* **Extracted records**
# # #
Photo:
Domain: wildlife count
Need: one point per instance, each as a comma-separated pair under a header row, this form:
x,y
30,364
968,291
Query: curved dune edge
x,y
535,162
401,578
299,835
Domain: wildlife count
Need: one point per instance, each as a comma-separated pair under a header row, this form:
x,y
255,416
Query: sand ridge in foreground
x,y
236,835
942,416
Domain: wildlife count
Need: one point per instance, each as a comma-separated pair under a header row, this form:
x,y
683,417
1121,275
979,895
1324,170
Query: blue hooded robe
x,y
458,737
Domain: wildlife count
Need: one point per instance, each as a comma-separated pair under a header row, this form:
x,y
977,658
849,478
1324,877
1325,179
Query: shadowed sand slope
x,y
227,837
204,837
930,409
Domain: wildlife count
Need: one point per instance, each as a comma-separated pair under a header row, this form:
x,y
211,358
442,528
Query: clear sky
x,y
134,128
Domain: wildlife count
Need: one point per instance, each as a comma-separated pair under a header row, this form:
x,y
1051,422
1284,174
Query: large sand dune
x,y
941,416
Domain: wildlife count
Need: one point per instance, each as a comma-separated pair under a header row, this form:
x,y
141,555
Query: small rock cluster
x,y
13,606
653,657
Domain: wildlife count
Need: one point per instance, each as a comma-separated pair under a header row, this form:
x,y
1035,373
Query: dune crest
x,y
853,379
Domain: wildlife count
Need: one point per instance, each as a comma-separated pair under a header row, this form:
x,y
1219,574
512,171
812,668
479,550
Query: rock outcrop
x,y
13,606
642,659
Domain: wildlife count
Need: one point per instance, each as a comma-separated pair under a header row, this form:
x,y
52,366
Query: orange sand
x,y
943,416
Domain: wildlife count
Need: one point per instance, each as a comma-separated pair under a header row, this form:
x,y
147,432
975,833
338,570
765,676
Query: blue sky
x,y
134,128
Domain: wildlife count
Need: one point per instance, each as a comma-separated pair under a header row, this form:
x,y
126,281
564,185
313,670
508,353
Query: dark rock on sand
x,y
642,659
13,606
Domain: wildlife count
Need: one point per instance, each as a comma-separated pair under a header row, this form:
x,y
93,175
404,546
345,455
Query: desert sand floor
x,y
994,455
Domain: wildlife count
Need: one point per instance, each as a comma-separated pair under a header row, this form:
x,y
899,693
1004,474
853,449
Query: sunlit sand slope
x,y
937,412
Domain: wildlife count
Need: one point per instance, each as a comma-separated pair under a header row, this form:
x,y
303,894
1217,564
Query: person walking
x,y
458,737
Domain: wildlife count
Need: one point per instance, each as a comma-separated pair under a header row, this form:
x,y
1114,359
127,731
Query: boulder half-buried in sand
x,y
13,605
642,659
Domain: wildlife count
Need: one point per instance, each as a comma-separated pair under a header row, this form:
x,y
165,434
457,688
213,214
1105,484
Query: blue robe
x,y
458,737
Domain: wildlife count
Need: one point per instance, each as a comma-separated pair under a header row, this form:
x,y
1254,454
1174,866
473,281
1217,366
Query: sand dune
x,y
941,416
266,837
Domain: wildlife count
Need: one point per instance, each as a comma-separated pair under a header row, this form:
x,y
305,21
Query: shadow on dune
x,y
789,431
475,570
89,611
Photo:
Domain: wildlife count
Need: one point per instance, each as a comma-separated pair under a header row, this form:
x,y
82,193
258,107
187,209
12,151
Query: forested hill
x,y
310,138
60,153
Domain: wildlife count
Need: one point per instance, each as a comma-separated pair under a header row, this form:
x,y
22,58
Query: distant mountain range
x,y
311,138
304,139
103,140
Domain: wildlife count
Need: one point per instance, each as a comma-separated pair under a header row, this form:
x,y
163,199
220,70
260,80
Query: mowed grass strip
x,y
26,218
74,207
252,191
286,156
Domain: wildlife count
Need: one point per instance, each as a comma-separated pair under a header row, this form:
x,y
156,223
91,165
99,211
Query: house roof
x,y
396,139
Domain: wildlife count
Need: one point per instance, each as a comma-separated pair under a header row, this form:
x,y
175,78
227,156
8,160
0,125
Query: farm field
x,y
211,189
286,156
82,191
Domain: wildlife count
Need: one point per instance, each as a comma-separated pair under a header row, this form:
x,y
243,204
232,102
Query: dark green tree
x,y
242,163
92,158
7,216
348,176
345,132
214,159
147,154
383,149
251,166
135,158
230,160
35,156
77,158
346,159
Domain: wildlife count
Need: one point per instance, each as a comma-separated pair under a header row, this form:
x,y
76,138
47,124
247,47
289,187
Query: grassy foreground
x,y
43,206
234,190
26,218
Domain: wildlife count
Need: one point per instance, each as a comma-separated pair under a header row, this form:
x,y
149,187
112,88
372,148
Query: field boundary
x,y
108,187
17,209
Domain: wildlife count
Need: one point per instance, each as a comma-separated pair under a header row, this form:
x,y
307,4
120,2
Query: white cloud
# # #
* **What is needed**
Restate the whole listing exactly, leaving out nothing.

* **The solution**
Photo:
Domain: wildlife count
Need: one point per instance, each as a comma-separated pair under a header row, this form:
x,y
30,364
968,291
Query: curved dune edge
x,y
535,162
401,578
299,835
Domain: wildlife count
Need: one point per instance, each as a comma-separated pair under a header row, this form:
x,y
255,416
Query: sand ridge in foreground
x,y
236,835
942,416
Domain: wildlife count
Need: one point per instance, each as a comma-separated pair under a header row, this form:
x,y
683,417
1121,275
979,895
1324,170
Query: blue hooded robe
x,y
458,737
Domain: wildlife count
Need: one point per instance, each as a comma-separated pair under a header row, this form:
x,y
977,658
849,478
1324,877
1325,179
Query: shadowed sand slope
x,y
227,837
204,837
930,409
Domain: wildlife count
Need: one point per instance, each as a comma-separated pair under a header row, this form:
x,y
211,358
442,528
Query: clear sky
x,y
134,128
Domain: wildlife count
Need: one point per instance, each as a comma-separated pair under a header row, this form:
x,y
1051,422
1284,174
Query: large sand dune
x,y
941,416
Domain: wildlife count
Need: one point per instance, each as a comma-separated pair under a header row, this form:
x,y
141,555
Query: small rock cluster
x,y
13,606
653,657
Domain: wildlife count
Need: one point per instance, each as a comma-separated pair under a header row, this form:
x,y
1035,373
Query: dune crest
x,y
853,379
Domain: wildlife count
Need: one point per instance, each as a comma-separated pair under a header row, this form:
x,y
1219,574
512,171
812,668
479,550
Query: rock outcrop
x,y
13,606
642,659
Domain: wildlife count
Need: one point per instance, each as a comma-separated pair under a header row, this form:
x,y
52,366
Query: orange sand
x,y
943,416
Domain: wildlife count
Need: one point per instance, each as a comma-separated pair under a header row, this form:
x,y
147,432
975,833
338,570
765,676
Query: blue sky
x,y
134,128
Domain: wildlife count
Need: one point per instance, each as a comma-separated pair under a header row, this form:
x,y
126,281
564,185
313,670
508,353
Query: dark rock on sand
x,y
642,659
13,606
Domain: wildlife count
Need: one point per instance, each as a comma-separated pair under a header row, this form:
x,y
93,175
404,546
345,455
Query: desert sand floor
x,y
994,455
Domain: wildlife count
Need: one point per instance, each as a comma-separated pair under a header row, this form:
x,y
899,693
1004,474
853,449
Query: sunlit sand slope
x,y
937,412
Domain: wildlife count
Need: one point per instance, each as a comma-separated pair under a header row, this form:
x,y
303,894
1217,564
Query: person walking
x,y
458,737
Domain: wildlife count
Need: one point per instance, each as a comma-separated pair under a header row, this form:
x,y
1114,359
127,731
Query: boulder half-buried in sand
x,y
13,605
642,659
Domain: wildlife count
Need: one point per instance, each as a comma-separated pair under a header row, this form:
x,y
165,434
457,688
213,214
1105,484
Query: blue robe
x,y
458,737
Domain: wildlife count
Need: one point per instance, each as a comma-separated pair under a header row, this form:
x,y
1254,454
1174,866
473,281
1217,366
Query: sand dune
x,y
941,416
266,837
Domain: wildlife count
Need: one point per instance, each as a comma-separated pair under a header row, this form:
x,y
305,21
Query: shadow on dune
x,y
789,431
475,570
89,611
Photo:
Domain: wildlife count
Need: one point per instance, each as a comma-separated pair under a header row, this form:
x,y
82,193
258,107
187,209
12,151
Query: forested hill
x,y
310,138
60,153
Domain: wildlife count
Need: one point per instance, each as a comma-separated pair under a header row, this form:
x,y
22,58
Query: distant mountain range
x,y
311,138
304,139
103,140
Domain: wildlife count
Need: one point per instance, each as a comma-separated pair under a header row, this form:
x,y
163,199
220,70
260,80
Query: mowed grass strip
x,y
26,218
74,207
252,191
286,156
Domain: wildlife count
Need: one point per instance, each as a comma-separated pair under a header row, this form:
x,y
156,223
91,165
99,211
Query: house roof
x,y
396,139
Domain: wildlife count
Need: one point per instance, each as a comma-separated pair under a header row, this form:
x,y
175,78
227,156
8,160
0,125
Query: farm field
x,y
211,189
286,156
82,191
Domain: wildlife count
Need: one point per instance, each as a comma-separated pair under a header row, this form:
x,y
243,204
232,102
Query: dark green tree
x,y
242,163
92,158
7,216
348,176
345,132
214,159
147,154
383,149
251,166
135,158
230,160
35,156
77,158
346,159
Domain: wildlife count
Need: one point per instance, each as a comma-separated pair under a header row, this form:
x,y
76,138
47,124
247,47
289,187
Query: grassy foreground
x,y
43,206
234,190
26,218
Domain: wildlife count
Need: one point per instance, each as a comma-separated pair under a header row, this form:
x,y
149,187
112,88
372,148
Query: field boundary
x,y
108,187
17,209
Domain: wildlife count
Need: one point per instance, each as a comma-separated pair under a header row, this form:
x,y
307,4
120,2
Query: white cloud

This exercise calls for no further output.